* **To be done**: Copy every one of the following records word for word, leaving out the pictures.

Image object location entries

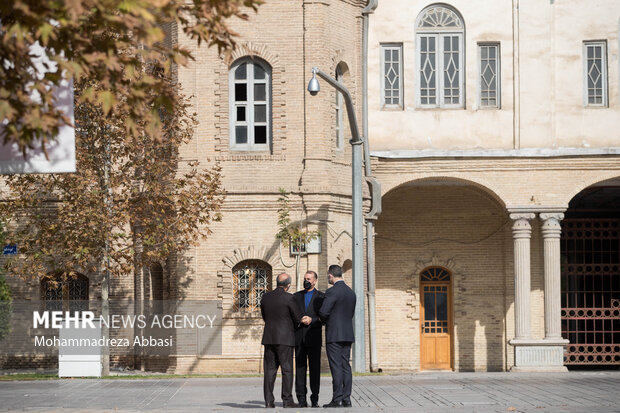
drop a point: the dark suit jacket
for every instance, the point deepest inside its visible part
(311, 335)
(337, 313)
(281, 316)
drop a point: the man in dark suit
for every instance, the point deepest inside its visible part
(281, 316)
(308, 341)
(337, 313)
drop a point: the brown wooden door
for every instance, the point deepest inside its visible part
(435, 325)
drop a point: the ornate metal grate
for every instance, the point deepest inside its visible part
(591, 291)
(251, 280)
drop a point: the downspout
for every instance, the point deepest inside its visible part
(375, 189)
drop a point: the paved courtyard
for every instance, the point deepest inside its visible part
(428, 392)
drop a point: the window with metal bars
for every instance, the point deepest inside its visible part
(440, 55)
(63, 292)
(392, 76)
(595, 73)
(489, 79)
(251, 280)
(250, 104)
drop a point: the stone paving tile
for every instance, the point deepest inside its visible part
(435, 392)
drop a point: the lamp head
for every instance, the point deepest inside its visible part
(313, 85)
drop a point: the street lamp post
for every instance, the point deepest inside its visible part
(359, 350)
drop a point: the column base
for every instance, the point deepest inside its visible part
(539, 355)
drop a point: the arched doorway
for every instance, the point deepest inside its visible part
(590, 251)
(461, 227)
(435, 319)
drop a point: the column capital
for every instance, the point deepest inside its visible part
(517, 216)
(551, 227)
(521, 227)
(557, 216)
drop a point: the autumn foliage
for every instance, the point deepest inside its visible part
(89, 40)
(132, 193)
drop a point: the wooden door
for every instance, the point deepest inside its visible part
(435, 320)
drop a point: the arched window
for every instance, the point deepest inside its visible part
(62, 292)
(251, 280)
(340, 70)
(250, 104)
(440, 55)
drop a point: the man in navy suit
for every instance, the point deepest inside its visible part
(308, 341)
(337, 313)
(281, 316)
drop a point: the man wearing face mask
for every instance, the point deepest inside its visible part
(308, 340)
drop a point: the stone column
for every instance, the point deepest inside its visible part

* **Solution to the problem**:
drop a point: the dark suit jacket
for every instance, the point deepest inside its visible part
(311, 335)
(337, 313)
(281, 316)
drop a point: the man in dark suit
for every instance, the point deepest inside its visible part
(281, 316)
(308, 341)
(337, 313)
drop a point: the brown wooden door
for every instance, the point deepest inside its visible part
(435, 325)
drop a point: the ornate metal grate
for every instance, the point deepest inside its visible part
(591, 291)
(251, 280)
drop a point: the downspout
for every instance, the point deepest inside its visible part
(375, 189)
drop a point: the paved courtyard
for every instance, the point deepest inside its visible part
(428, 392)
drop a point: the window with metal bars
for every instance, the point deepest inside its visible part
(440, 55)
(63, 292)
(392, 76)
(595, 73)
(489, 79)
(251, 280)
(250, 104)
drop a point: the stone paving tile
for every instance, the point deepest inside its visible part
(435, 392)
drop a point: the lamp head
for every instance, the point deepest inside its visible part
(313, 85)
drop a point: the street lamp post
for every instance, the point deepest inside its visible part
(359, 350)
drop a point: the column base
for every instance, the point deepest inside its visible part
(539, 355)
drop a point: the arched doorway
for every instance, the point deepest inside its visible part
(590, 251)
(461, 227)
(435, 319)
drop a point: the column capital
for every instance, the point deepest inside its visible part
(517, 216)
(551, 227)
(521, 227)
(557, 216)
drop a point: the autumn foliage
for every instance, the point deepest inside its visible part
(89, 40)
(132, 193)
drop a point: the wooden door
for every instance, the point deepest inside its visible part
(435, 320)
drop a point: the arched window
for every instance, the point deepest inside its visible part
(62, 292)
(251, 280)
(340, 70)
(250, 104)
(440, 55)
drop a point: the man in navy suit
for every instance, the point deepest inside its visible part
(308, 341)
(337, 313)
(281, 316)
drop a point: the man wearing face mask
for every instance, the point deepest inside its visible part
(308, 340)
drop a point: the stone column
for every instance, the point deepest inside its visible part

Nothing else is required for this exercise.